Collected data
= Beginning of Section =

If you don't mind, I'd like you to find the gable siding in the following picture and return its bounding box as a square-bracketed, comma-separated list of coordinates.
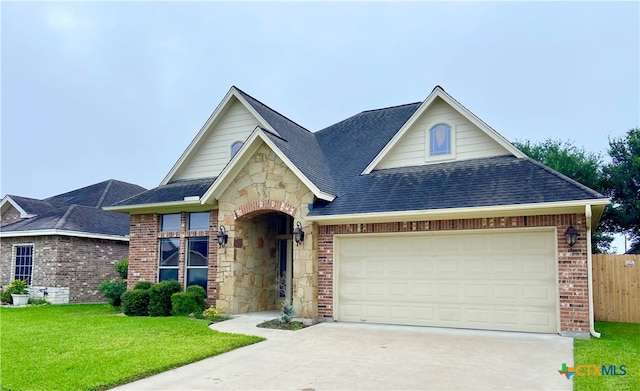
[173, 99, 261, 181]
[376, 98, 510, 170]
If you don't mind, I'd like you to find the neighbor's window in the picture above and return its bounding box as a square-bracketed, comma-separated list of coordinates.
[188, 212, 209, 231]
[231, 141, 243, 157]
[13, 245, 34, 285]
[186, 237, 208, 290]
[160, 213, 180, 232]
[429, 124, 452, 156]
[158, 238, 180, 281]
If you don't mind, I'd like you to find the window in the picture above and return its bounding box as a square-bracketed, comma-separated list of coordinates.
[186, 237, 208, 290]
[429, 124, 452, 156]
[161, 214, 180, 232]
[188, 212, 209, 231]
[231, 141, 243, 157]
[13, 245, 34, 285]
[158, 238, 180, 281]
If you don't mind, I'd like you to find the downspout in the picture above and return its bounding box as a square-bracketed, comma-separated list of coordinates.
[586, 204, 601, 338]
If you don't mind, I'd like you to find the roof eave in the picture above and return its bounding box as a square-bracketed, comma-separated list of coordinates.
[306, 198, 611, 225]
[0, 229, 130, 242]
[0, 195, 35, 218]
[103, 199, 214, 215]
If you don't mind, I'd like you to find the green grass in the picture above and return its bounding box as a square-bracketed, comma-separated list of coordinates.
[573, 322, 640, 391]
[0, 304, 264, 391]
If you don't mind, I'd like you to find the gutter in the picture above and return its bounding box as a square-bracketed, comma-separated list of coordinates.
[586, 204, 601, 338]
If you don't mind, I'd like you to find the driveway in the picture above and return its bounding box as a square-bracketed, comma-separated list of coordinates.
[112, 312, 573, 390]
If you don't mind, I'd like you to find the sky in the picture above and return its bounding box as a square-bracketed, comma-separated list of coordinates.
[1, 1, 639, 248]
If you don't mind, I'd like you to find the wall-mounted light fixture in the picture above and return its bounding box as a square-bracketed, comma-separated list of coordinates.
[565, 224, 579, 249]
[217, 225, 228, 247]
[293, 221, 305, 246]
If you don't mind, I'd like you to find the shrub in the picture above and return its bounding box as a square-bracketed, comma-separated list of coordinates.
[148, 280, 182, 317]
[202, 305, 221, 321]
[1, 280, 30, 304]
[280, 300, 295, 323]
[122, 289, 150, 316]
[171, 292, 202, 317]
[185, 285, 206, 311]
[98, 280, 127, 307]
[133, 281, 153, 290]
[115, 258, 129, 280]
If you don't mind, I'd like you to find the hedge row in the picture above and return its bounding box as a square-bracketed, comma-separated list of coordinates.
[120, 280, 206, 317]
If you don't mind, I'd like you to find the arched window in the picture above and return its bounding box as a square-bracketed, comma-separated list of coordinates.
[231, 141, 243, 157]
[429, 124, 452, 156]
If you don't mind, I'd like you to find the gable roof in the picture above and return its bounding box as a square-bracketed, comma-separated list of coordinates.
[1, 180, 146, 240]
[110, 86, 609, 224]
[362, 86, 525, 174]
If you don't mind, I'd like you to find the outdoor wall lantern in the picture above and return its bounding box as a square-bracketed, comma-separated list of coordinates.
[293, 221, 305, 246]
[216, 225, 228, 247]
[565, 224, 579, 249]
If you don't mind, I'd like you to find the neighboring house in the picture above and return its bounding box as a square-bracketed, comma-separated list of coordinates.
[106, 86, 609, 337]
[1, 180, 146, 303]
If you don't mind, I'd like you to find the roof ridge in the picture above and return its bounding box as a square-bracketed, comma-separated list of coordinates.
[233, 86, 312, 133]
[360, 101, 422, 114]
[96, 179, 114, 208]
[54, 205, 76, 229]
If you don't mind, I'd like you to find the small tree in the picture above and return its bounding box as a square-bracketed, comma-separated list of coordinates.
[280, 300, 295, 324]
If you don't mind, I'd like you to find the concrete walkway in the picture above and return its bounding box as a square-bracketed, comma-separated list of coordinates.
[112, 313, 573, 390]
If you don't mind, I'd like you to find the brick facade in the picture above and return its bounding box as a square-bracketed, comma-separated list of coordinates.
[1, 204, 23, 227]
[127, 210, 219, 305]
[0, 235, 127, 303]
[317, 213, 590, 334]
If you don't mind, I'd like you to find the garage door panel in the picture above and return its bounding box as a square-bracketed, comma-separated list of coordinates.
[337, 230, 558, 333]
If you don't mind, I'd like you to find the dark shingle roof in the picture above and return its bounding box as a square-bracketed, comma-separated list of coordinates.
[307, 156, 606, 217]
[45, 179, 146, 208]
[236, 87, 337, 194]
[6, 196, 62, 215]
[1, 179, 146, 237]
[2, 205, 132, 236]
[113, 177, 216, 206]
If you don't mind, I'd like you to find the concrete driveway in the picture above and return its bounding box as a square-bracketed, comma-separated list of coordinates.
[112, 312, 573, 390]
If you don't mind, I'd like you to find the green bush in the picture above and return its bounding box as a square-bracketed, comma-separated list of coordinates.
[122, 289, 150, 316]
[133, 281, 153, 290]
[185, 285, 206, 311]
[171, 292, 202, 317]
[280, 300, 295, 323]
[115, 258, 129, 280]
[148, 280, 182, 317]
[202, 305, 222, 321]
[98, 280, 127, 307]
[1, 280, 29, 304]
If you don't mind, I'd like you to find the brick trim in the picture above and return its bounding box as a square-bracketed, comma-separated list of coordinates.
[317, 214, 589, 333]
[234, 200, 298, 219]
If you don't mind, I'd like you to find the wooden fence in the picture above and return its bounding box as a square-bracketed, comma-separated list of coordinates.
[592, 254, 640, 323]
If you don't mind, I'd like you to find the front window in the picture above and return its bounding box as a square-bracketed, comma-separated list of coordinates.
[188, 212, 209, 231]
[158, 238, 180, 281]
[186, 237, 208, 290]
[429, 124, 452, 156]
[161, 214, 180, 232]
[13, 245, 34, 285]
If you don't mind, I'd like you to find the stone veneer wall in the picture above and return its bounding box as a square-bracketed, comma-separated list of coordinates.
[317, 213, 590, 334]
[217, 143, 317, 317]
[128, 211, 219, 304]
[0, 235, 127, 303]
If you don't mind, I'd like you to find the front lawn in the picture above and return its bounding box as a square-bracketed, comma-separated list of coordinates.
[573, 322, 640, 391]
[0, 304, 264, 391]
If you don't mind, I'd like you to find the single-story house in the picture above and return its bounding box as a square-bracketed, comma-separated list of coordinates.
[1, 179, 146, 303]
[106, 86, 609, 337]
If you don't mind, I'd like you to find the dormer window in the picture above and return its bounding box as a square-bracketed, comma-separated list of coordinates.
[231, 141, 243, 158]
[427, 123, 455, 161]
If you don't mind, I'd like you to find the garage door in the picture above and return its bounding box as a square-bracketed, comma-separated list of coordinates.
[336, 229, 558, 333]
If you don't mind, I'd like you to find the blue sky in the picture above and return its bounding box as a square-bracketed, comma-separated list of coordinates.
[2, 2, 638, 198]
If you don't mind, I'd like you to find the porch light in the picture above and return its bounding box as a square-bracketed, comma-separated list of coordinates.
[216, 225, 228, 247]
[293, 221, 305, 246]
[565, 224, 579, 248]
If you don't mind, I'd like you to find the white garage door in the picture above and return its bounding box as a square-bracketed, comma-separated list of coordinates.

= End of Section =

Directions
Give the entries above again word for word, without the pictures.

Task solution
If you don't mind, I'd like you to find the gable siding in the following picture and return its bounding box as a square-bracketed, comma-separated list of coordinates.
[173, 99, 261, 181]
[376, 98, 510, 170]
If you don't mind, I'd like you to find the neighbor's window in the picture above and return its bounding box as a square-bracketed, comma-separated list of coordinates.
[188, 212, 209, 231]
[231, 141, 243, 157]
[13, 245, 34, 285]
[186, 237, 208, 290]
[160, 213, 180, 232]
[429, 124, 452, 156]
[158, 238, 180, 281]
If you don't mind, I'd like you to find the window in the picture above and return its bounding box as a square-bracketed, comma-separated list of coordinates.
[186, 237, 208, 290]
[429, 124, 452, 156]
[161, 214, 180, 232]
[188, 212, 209, 231]
[231, 141, 243, 157]
[13, 245, 34, 285]
[158, 238, 180, 281]
If you don't mind, I'd like you to find the downspout in the picture above and return its bounding box as a square-bracketed, comma-separated list of coordinates.
[586, 204, 601, 338]
If you don't mind, I'd like you to find the roof eave in the picture above and return its bounding box as a square-bracketed, comma-separated list of coordinates.
[306, 198, 611, 225]
[0, 229, 130, 242]
[0, 195, 35, 218]
[103, 199, 214, 215]
If you don't mind, I'd like you to find the green grass in the picture above and return its bounding box as a square-bracketed, comma-separated list of coordinates.
[573, 322, 640, 391]
[0, 304, 264, 391]
If you don't mind, I'd like you to find the gutter in the picture above and return its bounding box as a square-bracketed, comma-separated list of coordinates.
[586, 204, 601, 338]
If you don't mind, I'd like you to find the driveway in the picture above and return its bounding box as a square-bracketed, comma-separated list of coordinates.
[112, 312, 573, 390]
If you don't mind, I'd like you to find the sky in the picture above and return its bounding box as a square-bracketed, comma-separated list of coordinates.
[1, 1, 639, 248]
If you don't mind, I'd like you to find the wall-mounted light fixture in the picture above and return its bounding box as a square-bracketed, comma-separated list of coordinates.
[565, 224, 579, 249]
[217, 225, 228, 247]
[293, 221, 305, 246]
If you don't mind, I'd like you to find the shrub in the picture above and return its bounding box as a square-bracketed, comma-separated list of coordinates.
[148, 280, 182, 317]
[202, 305, 221, 321]
[1, 280, 30, 304]
[280, 300, 295, 323]
[122, 289, 150, 316]
[171, 292, 202, 317]
[185, 285, 206, 311]
[98, 280, 127, 307]
[133, 281, 153, 290]
[115, 258, 129, 280]
If you don't mind, I'd like you to find the hedge row in the picture above and return its bounding box as a square-bracketed, comma-separated list of coordinates.
[120, 280, 206, 317]
If you don't mind, I'd like you to find the arched window in the picture above and return its bounding box as a square-bracketed, comma-separated list of coordinates.
[231, 141, 243, 157]
[429, 124, 452, 156]
If you don't mind, I'd like you to find the gable roof in the picture above and return its bounding box as a square-bracketed, comma-separated list of coordinates.
[1, 180, 146, 240]
[110, 86, 609, 224]
[362, 86, 525, 174]
If you don't mind, I'd like you to find the outdoor wall lantern in the picture above and return its bounding box as a square-bracketed, comma-separated list of coordinates.
[293, 221, 305, 246]
[216, 225, 228, 247]
[565, 224, 579, 249]
If you don't mind, I'd like you to find the neighboring house in the picture above and return its bounding box as a square-bracketed, comma-separated list of coordinates.
[106, 86, 609, 337]
[1, 180, 146, 303]
If you don't mind, I'd like you to find the roof ridge in the picture above and return its bounding box as a square-bracketed, comma-separated list of coordinates.
[233, 86, 312, 133]
[360, 101, 422, 114]
[96, 179, 114, 208]
[54, 205, 76, 229]
If you don't mind, I'd like you to find the small tree in the picture above and return its bounding box as a square-bracketed, comma-separated list of coordinates.
[280, 300, 295, 324]
If you don't mind, I'd like you to find the concrete walkway in the picture above and return its bounding box as a square-bracketed, comma-separated list of coordinates.
[112, 313, 573, 390]
If you don't mind, I'd like you to find the brick facade in the picture above and return its bounding box as a square-bracketed, comma-separated list of coordinates.
[1, 204, 23, 227]
[127, 210, 219, 305]
[0, 235, 127, 303]
[317, 213, 590, 334]
If you don't mind, I'd like you to find the garage door panel in the picture above and return its bounding box as a square-bracketed, comma-separated list of coordinates.
[337, 230, 558, 333]
If you don't mind, I'd like you to find the dark shingle roof in the picture above and return its bounding box as a square-bracketed, comma-separated list of coordinates.
[307, 156, 606, 217]
[45, 179, 146, 208]
[236, 87, 337, 194]
[6, 196, 62, 215]
[1, 179, 146, 237]
[2, 205, 132, 236]
[113, 177, 216, 206]
If you don't mind, I'd like you to find the concrete driveway in the picture above and return its bounding box as a square-bracketed, comma-separated list of coordinates.
[112, 312, 573, 390]
If you don't mind, I'd like you to find the green bush in the picture above and return its bounding box as a square-bracketed, comma-separated list of coordinates.
[122, 289, 150, 316]
[133, 281, 153, 290]
[185, 285, 206, 311]
[171, 292, 202, 317]
[280, 300, 295, 323]
[115, 258, 129, 280]
[148, 280, 182, 317]
[202, 305, 222, 321]
[98, 280, 127, 307]
[1, 280, 29, 304]
If you don't mind, I'd like you to find the brick trim in the picture above and return its bounding box as a square-bracketed, comma-separated list of coordinates.
[317, 214, 589, 333]
[234, 200, 298, 219]
If you don't mind, I'd like you to find the wooden fence in the picture above and return its bounding box as a square-bracketed, comma-separated list of coordinates.
[592, 254, 640, 323]
If you don't mind, I'd like you to find the front window in the picture above and return its bounding box as a square-bracketed, comma-separated list of coordinates.
[188, 212, 209, 231]
[158, 238, 180, 281]
[186, 237, 208, 290]
[429, 124, 452, 156]
[161, 214, 180, 232]
[13, 245, 34, 285]
If you don't mind, I'd like you to find the stone veneer wall in the picture above and return its bounding box as a square-bracketed, comma-separated list of coordinates.
[317, 213, 590, 334]
[217, 143, 317, 317]
[128, 211, 219, 304]
[0, 235, 127, 303]
If you don't mind, I'd like you to find the front lawn in the picture above and return its bounding box as a square-bracketed, comma-separated list of coordinates.
[573, 322, 640, 391]
[0, 304, 264, 391]
If you don't mind, I'd like you to find the single-story house in the picture above and return its bounding box as a square-bracketed, comma-separated list of coordinates.
[1, 179, 146, 303]
[106, 86, 609, 337]
If you don't mind, I'd like you to find the dormer window in the picture above and return its bounding box as a square-bracketed, comma-separated list of coordinates.
[231, 141, 243, 158]
[427, 123, 455, 161]
If you don't mind, I'd like you to find the garage door in the picture above and return its bounding box as a square-bracketed, comma-separated list of coordinates.
[336, 229, 558, 333]
If you don't mind, I'd like you to find the blue sky in the picture above and return its bounding box as a square-bracketed, comma-separated list of coordinates.
[2, 2, 638, 198]
If you don't mind, I'd like you to find the porch light in the picture above and return its bounding box as a square-bracketed, comma-separated list of coordinates.
[216, 225, 228, 247]
[293, 221, 305, 246]
[565, 224, 579, 248]
If you don't mind, I'd like you to find the white garage door in the picture above and return its bounding box as a square-bracketed, comma-separated list of coordinates.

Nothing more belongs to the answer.